**List of tasks:**
a) Answer these questions from the membership inference article:
(i) What can attackers observe instead of having access to a model's parameters?
(ii) Supervised machine learning algorithms tune their parameters to do what?
(iii) In the five-category image example, what do the dense layers do?
b) Carry the membership inference article forward from its last sentence, in the same style.

**Text to read:**
● ● ●

One of the wonders of machine learning is that it turns any kind of data into mathematical equations. Once you train a machine learning model on training examples—whether it’s on images, audio, raw text, or tabular data—what you get is a set of numerical parameters. In most cases, the model no longer needs the training dataset and uses the tuned parameters to map new and unseen examples to categories or value predictions.
You can then discard the training data and publish the model on GitHub or run it on your own servers without worrying about storing or distributing sensitive information contained in the training dataset.
But a type of attack called “membership inference” makes it possible to detect the data used to train a machine learning model. In many cases, the attackers can stage membership inference attacks without having access to the machine learning model’s parameters and just by observing its output. Membership inference can cause security and privacy concerns in cases where the target model has been trained on sensitive information.
From data to parameters
Each machine learning model has a set of “learned parameters,” whose number and relations vary depending on the type of algorithm and architecture used. For instance, simple regression algorithms use a series of parameters that directly map input features to the model’s output. Neural networks, on the other hand, use complex layers of parameters that process input and pass them on to each other before reaching the final layer.
But regardless of the type of algorithm you choose, all machine learning models go through a similar process during training. They start with random parameter values and gradually tune them to the training data. Supervised machine learning algorithms, such as those used in classifying images or detecting spam, tune their parameters to map inputs to expected outcomes.
For example, say you’re training a deep learning model to classify images into five different categories. The model might be composed of a set of convolutional layers that extract the visual features of the image and a set of dense layers that translate the features of each image into confidence scores for each class.
The model’s output will be a set of values that represent the probability that an image belongs to each of the classes. You can assume that the image belongs to the class with the highest probability. For instance, an output might look like this:
Cat: 0.90
Dog: 0.05
Fish: 0.01
Tree: 0.01
Boat: 0.01
Before training, the model will provide incorrect outputs because its parameters have random values. You train it by providing it with a collection of images along with their corresponding classes. During training, the model gradually tunes the parameters so that its output confidence score becomes as close as possible to the labels of the training images.

● ● ●

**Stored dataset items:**
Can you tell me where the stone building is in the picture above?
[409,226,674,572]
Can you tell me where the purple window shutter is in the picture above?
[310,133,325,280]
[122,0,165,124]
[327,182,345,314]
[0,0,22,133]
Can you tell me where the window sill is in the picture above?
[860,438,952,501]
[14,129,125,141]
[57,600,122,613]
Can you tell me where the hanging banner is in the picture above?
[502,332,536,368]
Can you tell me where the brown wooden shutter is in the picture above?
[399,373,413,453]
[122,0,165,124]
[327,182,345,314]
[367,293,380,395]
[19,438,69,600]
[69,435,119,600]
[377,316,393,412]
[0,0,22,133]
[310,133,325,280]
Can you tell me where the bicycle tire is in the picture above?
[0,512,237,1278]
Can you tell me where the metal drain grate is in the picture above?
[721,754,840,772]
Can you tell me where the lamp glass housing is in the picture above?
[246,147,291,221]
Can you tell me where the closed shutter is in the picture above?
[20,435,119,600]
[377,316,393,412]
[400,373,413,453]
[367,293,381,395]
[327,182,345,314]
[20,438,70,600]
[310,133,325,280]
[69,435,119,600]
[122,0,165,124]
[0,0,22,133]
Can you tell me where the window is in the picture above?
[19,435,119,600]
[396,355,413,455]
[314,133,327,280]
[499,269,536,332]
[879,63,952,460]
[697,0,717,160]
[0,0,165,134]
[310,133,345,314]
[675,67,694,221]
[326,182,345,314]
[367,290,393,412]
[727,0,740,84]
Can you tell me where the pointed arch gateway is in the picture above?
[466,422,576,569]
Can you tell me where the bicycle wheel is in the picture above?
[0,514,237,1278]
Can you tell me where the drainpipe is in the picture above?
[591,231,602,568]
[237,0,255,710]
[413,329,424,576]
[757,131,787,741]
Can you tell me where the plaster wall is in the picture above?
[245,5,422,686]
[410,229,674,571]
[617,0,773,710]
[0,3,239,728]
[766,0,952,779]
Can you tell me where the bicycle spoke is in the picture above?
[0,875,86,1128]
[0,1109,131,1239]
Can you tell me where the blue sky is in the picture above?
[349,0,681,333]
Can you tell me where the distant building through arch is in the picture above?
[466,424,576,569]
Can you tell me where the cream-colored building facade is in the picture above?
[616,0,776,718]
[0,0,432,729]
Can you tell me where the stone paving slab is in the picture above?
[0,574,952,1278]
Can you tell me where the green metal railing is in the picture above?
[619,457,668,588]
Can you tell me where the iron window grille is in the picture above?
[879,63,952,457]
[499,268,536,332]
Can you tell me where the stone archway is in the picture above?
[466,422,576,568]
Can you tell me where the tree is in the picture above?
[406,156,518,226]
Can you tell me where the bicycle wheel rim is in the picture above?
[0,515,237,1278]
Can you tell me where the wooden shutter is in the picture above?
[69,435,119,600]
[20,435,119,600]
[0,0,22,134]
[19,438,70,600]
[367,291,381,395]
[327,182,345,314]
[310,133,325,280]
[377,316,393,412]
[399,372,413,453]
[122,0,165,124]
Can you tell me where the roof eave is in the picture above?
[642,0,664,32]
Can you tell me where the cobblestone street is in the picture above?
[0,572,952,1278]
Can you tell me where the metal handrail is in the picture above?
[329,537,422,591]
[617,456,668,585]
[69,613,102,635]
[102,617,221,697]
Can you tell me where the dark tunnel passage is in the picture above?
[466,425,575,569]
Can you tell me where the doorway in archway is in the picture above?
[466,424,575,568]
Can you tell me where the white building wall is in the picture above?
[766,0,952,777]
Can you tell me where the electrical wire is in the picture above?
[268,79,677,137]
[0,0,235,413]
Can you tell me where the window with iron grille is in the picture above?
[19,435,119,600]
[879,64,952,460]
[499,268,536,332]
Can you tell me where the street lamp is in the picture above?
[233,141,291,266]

● ● ●

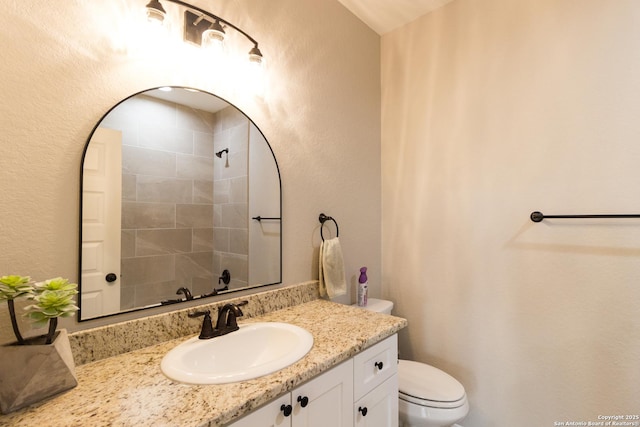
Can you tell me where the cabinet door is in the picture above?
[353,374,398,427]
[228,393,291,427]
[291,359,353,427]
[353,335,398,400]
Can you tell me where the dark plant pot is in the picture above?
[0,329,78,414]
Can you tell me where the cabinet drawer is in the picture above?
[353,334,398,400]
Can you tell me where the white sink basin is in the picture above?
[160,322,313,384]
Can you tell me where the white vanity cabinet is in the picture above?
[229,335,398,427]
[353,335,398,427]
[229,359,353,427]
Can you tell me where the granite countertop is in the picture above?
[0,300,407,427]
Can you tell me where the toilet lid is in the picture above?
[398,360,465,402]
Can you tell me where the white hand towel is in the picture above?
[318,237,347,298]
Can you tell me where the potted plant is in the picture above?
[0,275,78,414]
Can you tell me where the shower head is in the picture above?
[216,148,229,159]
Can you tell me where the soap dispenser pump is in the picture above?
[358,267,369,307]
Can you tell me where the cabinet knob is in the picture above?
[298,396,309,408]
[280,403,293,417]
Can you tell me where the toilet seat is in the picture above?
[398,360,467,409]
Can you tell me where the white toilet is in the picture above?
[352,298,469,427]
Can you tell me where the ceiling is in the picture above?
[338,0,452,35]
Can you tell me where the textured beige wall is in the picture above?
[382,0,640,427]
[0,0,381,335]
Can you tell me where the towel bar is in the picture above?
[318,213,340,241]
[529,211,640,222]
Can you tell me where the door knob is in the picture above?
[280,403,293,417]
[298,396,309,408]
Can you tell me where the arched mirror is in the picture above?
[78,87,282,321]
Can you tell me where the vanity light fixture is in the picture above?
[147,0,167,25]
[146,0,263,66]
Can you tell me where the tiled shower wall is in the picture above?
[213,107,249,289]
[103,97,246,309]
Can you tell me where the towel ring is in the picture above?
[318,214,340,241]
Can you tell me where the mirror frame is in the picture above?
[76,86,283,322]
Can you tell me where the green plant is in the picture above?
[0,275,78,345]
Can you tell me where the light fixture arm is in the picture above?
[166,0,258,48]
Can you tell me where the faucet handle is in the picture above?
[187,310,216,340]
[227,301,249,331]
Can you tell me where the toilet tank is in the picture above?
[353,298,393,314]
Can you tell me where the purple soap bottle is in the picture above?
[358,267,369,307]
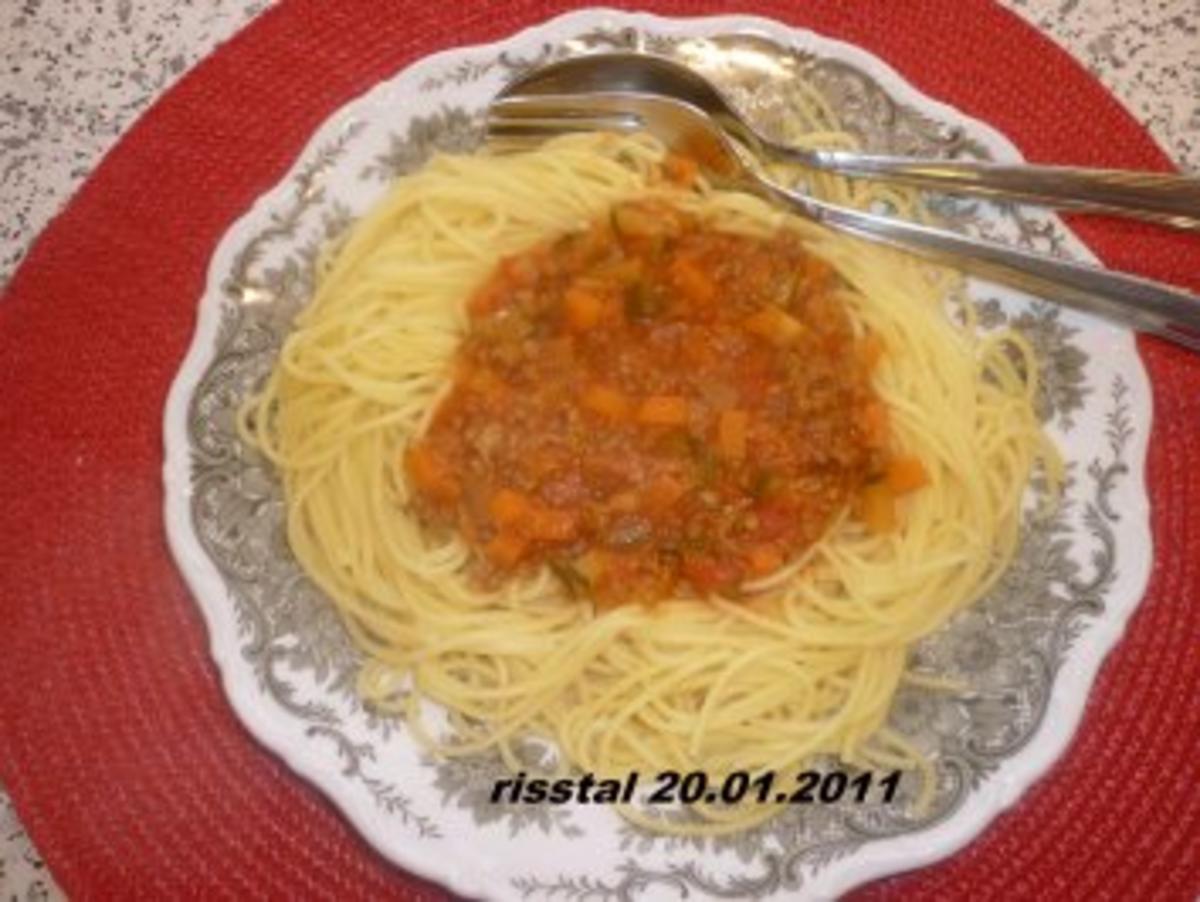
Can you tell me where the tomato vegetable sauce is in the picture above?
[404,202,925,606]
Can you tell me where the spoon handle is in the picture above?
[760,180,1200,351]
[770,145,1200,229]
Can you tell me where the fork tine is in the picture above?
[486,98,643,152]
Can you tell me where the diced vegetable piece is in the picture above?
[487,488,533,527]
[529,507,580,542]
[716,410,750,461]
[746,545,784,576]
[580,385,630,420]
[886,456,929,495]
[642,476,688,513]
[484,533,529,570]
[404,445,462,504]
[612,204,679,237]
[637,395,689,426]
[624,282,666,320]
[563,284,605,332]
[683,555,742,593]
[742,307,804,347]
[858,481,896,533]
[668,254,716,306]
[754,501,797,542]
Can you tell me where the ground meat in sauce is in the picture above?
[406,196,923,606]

● ● ●

**Answers to the tasks:**
a)
(i) The model's output.
(ii) Map inputs to expected outcomes.
(iii) They translate the features of each image into confidence scores for each class.

b)
Basically, the model encodes the visual features of each type of image into its parameters.
Membership inference attacks
A good machine learning model is one that not only classifies its training data but generalizes its capabilities to examples it hasn’t seen before. This goal can be achieved with the right architecture and enough training data.
But in general, machine learning models tend to perform better on their training data. For example, going back to the example above, if you mix your training data with a bunch of new images and run them through your neural network, you’ll see that the confidence scores it provides on the training examples will be higher than those of the images it hasn’t seen before.
Membership inference attacks take advantage of this property to discover or reconstruct the examples used to train the machine learning model. This could have privacy ramifications for the people whose data records were used to train the model.
In membership inference attacks, the adversary does not necessarily need to have knowledge about the inner parameters of the target machine learning model. Instead, the attacker only knows the model’s algorithm and architecture (e.g., SVM, neural network, etc.) or the service used to create the model.
With the growth of machine learning as a service (MaaS) offerings from large tech companies such as Google and Amazon, many developers are compelled to use them instead of building their models from scratch. The advantage of these services is that they abstract many of the complexities and requirement of machine learning, such as choosing the right architecture, tuning hyperparameters (learning rate, batch size, number of epochs, regularization, loss function, etc.), and setting up the computational infrastructure needed to optimize the training process. The developer only needs to set up a new model and provide it with training data. The service does the rest.
The tradeoff is that if the attackers know which service the victim used, they can use the same service to create a membership inference attack model.
In fact, at the 2017 IEEE Symposium on Security and Privacy, researchers at Cornell University proposed a membership inference attack technique that worked on all major cloud-based machine learning services.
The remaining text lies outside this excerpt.